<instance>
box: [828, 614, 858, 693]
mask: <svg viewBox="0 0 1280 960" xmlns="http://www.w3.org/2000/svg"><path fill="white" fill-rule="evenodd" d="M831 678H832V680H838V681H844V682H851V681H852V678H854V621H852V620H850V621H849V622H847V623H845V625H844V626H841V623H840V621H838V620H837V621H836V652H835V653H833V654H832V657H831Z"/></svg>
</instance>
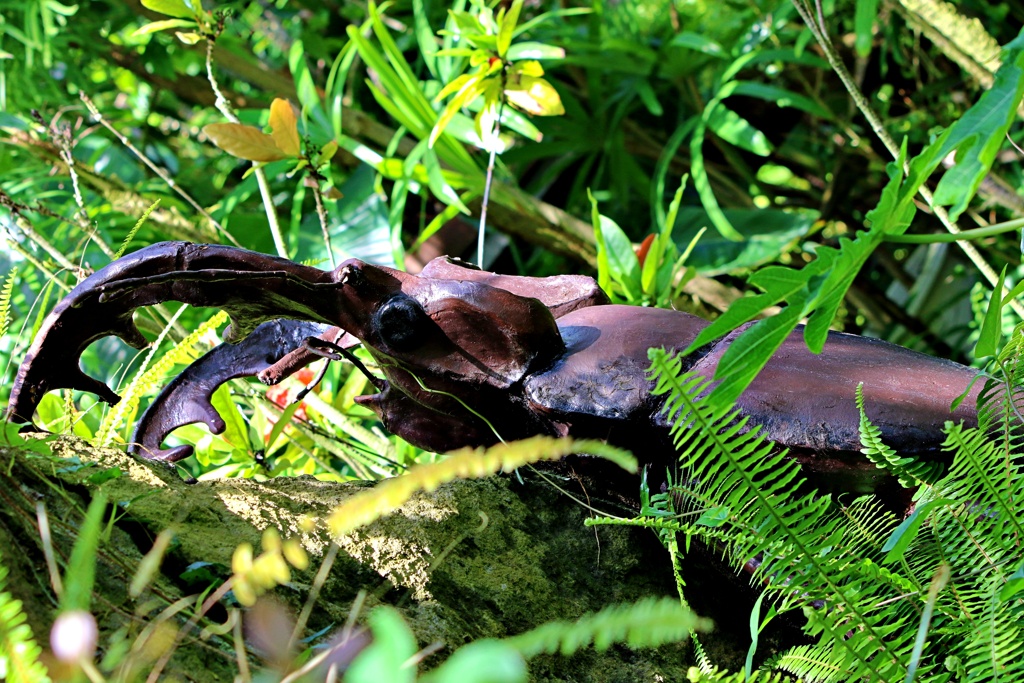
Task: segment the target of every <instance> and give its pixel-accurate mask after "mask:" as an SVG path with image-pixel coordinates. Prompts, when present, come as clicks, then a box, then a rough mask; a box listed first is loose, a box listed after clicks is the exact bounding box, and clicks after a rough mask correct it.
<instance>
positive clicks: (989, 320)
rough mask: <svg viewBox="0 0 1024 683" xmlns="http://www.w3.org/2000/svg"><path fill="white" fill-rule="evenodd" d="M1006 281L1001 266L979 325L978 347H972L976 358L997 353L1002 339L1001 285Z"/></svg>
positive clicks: (1006, 276)
mask: <svg viewBox="0 0 1024 683" xmlns="http://www.w3.org/2000/svg"><path fill="white" fill-rule="evenodd" d="M1006 279H1007V266H1002V272H1000V273H999V279H998V281H996V283H995V287H994V288H993V289H992V296H991V297H990V298H989V299H988V308H986V309H985V319H984V321H982V323H981V332H980V333H979V335H978V345H977V346H975V347H974V357H976V358H984V357H985V356H988V355H995V354H996V353H998V351H999V339H1000V338H1001V337H1002V283H1004V282H1006Z"/></svg>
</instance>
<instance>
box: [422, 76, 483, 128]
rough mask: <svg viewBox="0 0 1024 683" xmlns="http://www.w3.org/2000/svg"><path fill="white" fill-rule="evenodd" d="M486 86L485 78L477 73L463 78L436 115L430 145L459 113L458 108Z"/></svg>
mask: <svg viewBox="0 0 1024 683" xmlns="http://www.w3.org/2000/svg"><path fill="white" fill-rule="evenodd" d="M458 80H459V79H456V81H455V82H458ZM486 87H487V83H486V79H484V78H482V77H481V76H479V75H477V74H474V75H473V76H470V77H469V78H468V79H466V80H465V82H463V85H462V87H461V88H460V89H459V92H457V93H456V95H455V97H453V98H452V99H451V100H449V103H447V104H446V105H445V106H444V109H443V110H442V111H441V114H440V116H438V117H437V122H436V123H435V124H434V127H433V130H431V131H430V137H429V142H428V144H429V145H430V146H434V143H435V142H437V138H439V137H440V136H441V133H443V132H444V129H445V128H446V127H447V125H449V122H451V121H452V119H453V117H455V115H456V114H458V113H459V110H461V109H462V108H463V106H465V105H466V104H468V103H469V102H470V101H472V100H473V99H475V98H476V97H478V96H479V95H480V93H482V92H483V90H484V89H485V88H486ZM442 92H443V91H442Z"/></svg>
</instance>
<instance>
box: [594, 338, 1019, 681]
mask: <svg viewBox="0 0 1024 683" xmlns="http://www.w3.org/2000/svg"><path fill="white" fill-rule="evenodd" d="M1022 355H1024V326H1019V327H1018V328H1017V329H1016V330H1015V332H1014V334H1013V337H1012V339H1011V340H1010V342H1009V343H1008V345H1007V346H1006V348H1005V349H1004V350H1002V351H1001V352H1000V353H999V355H998V357H997V358H996V361H995V362H994V364H993V366H994V368H995V369H996V372H995V374H994V375H993V377H992V378H990V379H989V380H988V384H987V387H986V390H985V391H984V392H983V396H982V401H983V410H982V418H981V421H980V424H979V425H978V426H977V427H966V426H964V425H962V424H954V423H952V422H949V423H947V424H946V428H945V431H946V434H947V437H946V441H945V444H944V445H945V449H946V450H947V451H948V452H949V453H950V456H951V464H950V465H949V466H948V467H941V466H938V467H937V466H936V464H935V463H923V462H919V461H918V460H915V459H912V458H907V457H900V456H899V455H898V454H896V453H895V452H893V451H892V450H891V449H890V447H888V446H887V445H886V444H885V443H884V442H883V440H882V438H881V433H880V431H879V430H878V428H876V427H874V426H873V425H871V423H870V421H869V420H868V419H867V417H866V416H865V415H864V401H863V398H862V396H861V395H860V394H859V391H858V397H857V400H858V405H859V407H860V411H861V438H862V441H863V445H864V449H863V452H864V454H865V455H866V456H867V457H868V458H869V459H870V460H871V461H872V462H874V463H876V465H877V466H878V467H880V468H883V469H885V470H887V471H888V472H890V473H891V474H892V475H893V476H895V477H897V478H898V479H899V481H900V482H901V483H902V484H903V485H904V486H906V487H909V488H912V489H915V490H916V493H915V494H914V503H915V505H914V508H913V512H912V513H911V514H910V515H909V516H908V517H906V519H903V520H899V519H896V518H895V517H894V516H893V515H892V513H890V512H888V511H886V510H885V509H884V508H883V507H882V506H881V505H880V504H879V502H878V501H877V500H874V499H871V498H861V499H858V500H856V501H852V502H849V503H842V502H838V501H837V500H835V499H833V498H831V497H829V496H822V495H819V494H817V493H815V492H807V490H806V482H805V481H804V479H803V477H802V476H801V473H800V468H799V465H797V464H796V462H795V461H793V460H791V459H788V458H787V456H786V454H785V452H784V451H780V450H779V449H778V447H777V446H775V445H774V444H772V443H770V442H768V441H766V440H765V439H764V437H763V436H761V435H760V434H759V430H758V429H756V428H755V429H749V427H748V424H746V421H745V419H743V418H742V417H741V416H740V415H739V414H738V413H737V412H736V411H735V410H734V409H731V408H722V407H720V405H717V404H716V403H715V402H714V401H711V400H709V399H708V398H707V397H706V396H705V395H703V394H705V393H706V391H707V389H708V384H709V383H708V382H707V380H706V379H703V378H701V377H699V376H696V375H693V374H689V373H684V372H681V362H680V357H679V356H678V355H675V354H672V353H668V352H666V351H664V350H659V349H652V350H651V353H650V356H651V375H652V377H653V378H654V379H655V381H656V382H657V391H659V392H662V393H664V394H665V395H666V396H667V403H666V409H665V410H666V413H667V414H668V415H670V416H672V418H673V421H674V428H673V433H674V436H675V439H676V443H677V445H678V446H679V449H680V454H681V456H680V468H679V469H680V471H679V474H678V476H676V477H675V480H676V483H675V484H674V485H673V487H672V489H671V492H672V493H673V494H674V497H673V498H663V499H662V500H660V501H659V502H660V503H662V505H660V506H657V505H652V504H648V506H647V507H646V509H645V511H644V512H645V516H643V517H640V518H636V519H634V520H630V521H625V522H624V521H623V520H613V519H601V518H597V519H593V520H591V523H594V524H610V523H615V524H617V523H632V524H639V525H643V526H648V527H650V528H652V529H656V530H658V531H659V533H662V535H663V539H667V538H668V537H666V536H665V533H666V532H670V533H671V532H679V533H683V535H685V536H686V538H687V539H688V540H689V539H699V540H700V541H701V542H702V543H705V544H706V545H707V546H708V547H712V548H721V549H724V552H725V555H726V557H727V558H728V560H729V561H730V562H731V563H732V564H734V565H735V566H736V567H737V568H738V567H742V566H744V565H746V566H749V567H750V566H755V568H754V569H753V571H752V575H751V580H752V581H753V582H756V583H757V584H759V585H760V586H761V588H762V590H763V591H764V595H765V596H766V597H767V598H768V599H769V600H771V601H773V603H774V605H775V608H776V609H777V610H778V611H780V612H781V611H788V610H796V611H803V613H804V615H805V617H806V626H805V633H806V634H807V636H808V637H809V639H810V642H812V643H814V644H805V645H800V646H797V647H794V648H792V649H788V650H786V651H782V652H779V653H777V654H775V655H773V656H772V657H771V658H770V659H769V660H768V663H767V664H766V665H765V666H764V670H765V671H766V672H767V671H771V670H780V671H783V672H787V673H791V674H793V675H796V676H799V677H800V678H801V680H806V681H844V680H851V679H858V680H870V681H895V680H905V681H912V680H921V681H947V680H1011V679H1014V678H1016V677H1017V676H1019V675H1020V674H1021V671H1022V655H1024V632H1022V627H1021V625H1020V620H1019V616H1020V612H1021V609H1022V605H1024V602H1022V597H1021V592H1022V591H1024V565H1022V562H1021V557H1020V552H1019V549H1018V544H1019V539H1020V538H1021V529H1020V528H1019V527H1020V519H1021V518H1022V517H1024V508H1022V505H1021V499H1022V496H1024V492H1022V490H1021V486H1022V485H1024V484H1022V477H1021V473H1020V472H1019V469H1020V462H1021V459H1020V453H1019V450H1020V444H1021V427H1022V420H1021V417H1020V414H1019V412H1018V408H1017V407H1018V405H1019V400H1017V399H1018V396H1019V395H1020V388H1019V387H1020V380H1021V377H1020V362H1021V358H1022ZM672 500H676V501H679V500H682V501H683V504H682V505H683V507H682V508H681V509H677V510H676V511H675V512H676V513H677V514H676V515H675V516H673V515H670V514H668V513H667V512H666V511H665V504H667V503H671V501H672ZM659 510H660V511H659ZM684 513H685V514H684ZM687 543H689V541H688V542H687ZM751 558H757V559H758V562H757V563H755V564H754V565H751V564H750V563H749V561H750V560H751ZM759 604H760V601H759ZM750 661H751V660H750V658H749V659H748V666H749V667H750ZM746 673H748V675H750V674H751V671H750V669H749V670H748V672H746Z"/></svg>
-- -- --
• [Try it]: Both the first line of the records above and the line containing "box: [422, 76, 483, 128]" belong in the copy; please return them and every line between, exactly, minus the pictures.

• [Exercise result]:
<instance>
box: [828, 614, 858, 693]
mask: <svg viewBox="0 0 1280 960" xmlns="http://www.w3.org/2000/svg"><path fill="white" fill-rule="evenodd" d="M831 678H832V680H838V681H844V682H851V681H852V678H854V621H852V620H850V621H849V622H847V623H845V625H844V626H841V623H840V621H838V620H837V621H836V652H835V653H833V654H832V657H831Z"/></svg>
</instance>
Task: segment the target of every <instance> and give its pixel-accurate mask after "mask:" as an SVG path with image-pixel coordinates. Prompts, when present, come as clicks, then a box, then a rough mask; a box listed first is loose, a box listed after clicks is the exact bounding box, and clicks after a rough mask correct it.
<instance>
positive clicks: (989, 320)
rough mask: <svg viewBox="0 0 1024 683" xmlns="http://www.w3.org/2000/svg"><path fill="white" fill-rule="evenodd" d="M1006 281L1001 266L979 325L978 347H972L976 358L997 353L1002 339L1001 285Z"/></svg>
positive clicks: (1006, 276)
mask: <svg viewBox="0 0 1024 683" xmlns="http://www.w3.org/2000/svg"><path fill="white" fill-rule="evenodd" d="M1006 279H1007V266H1002V272H1000V273H999V279H998V281H996V283H995V287H994V288H993V289H992V296H991V297H990V298H989V299H988V308H986V309H985V319H984V321H982V323H981V332H980V333H979V335H978V345H977V346H975V347H974V357H976V358H984V357H985V356H988V355H995V354H996V353H998V351H999V339H1000V338H1001V337H1002V283H1004V282H1006Z"/></svg>
</instance>
<instance>
box: [422, 76, 483, 128]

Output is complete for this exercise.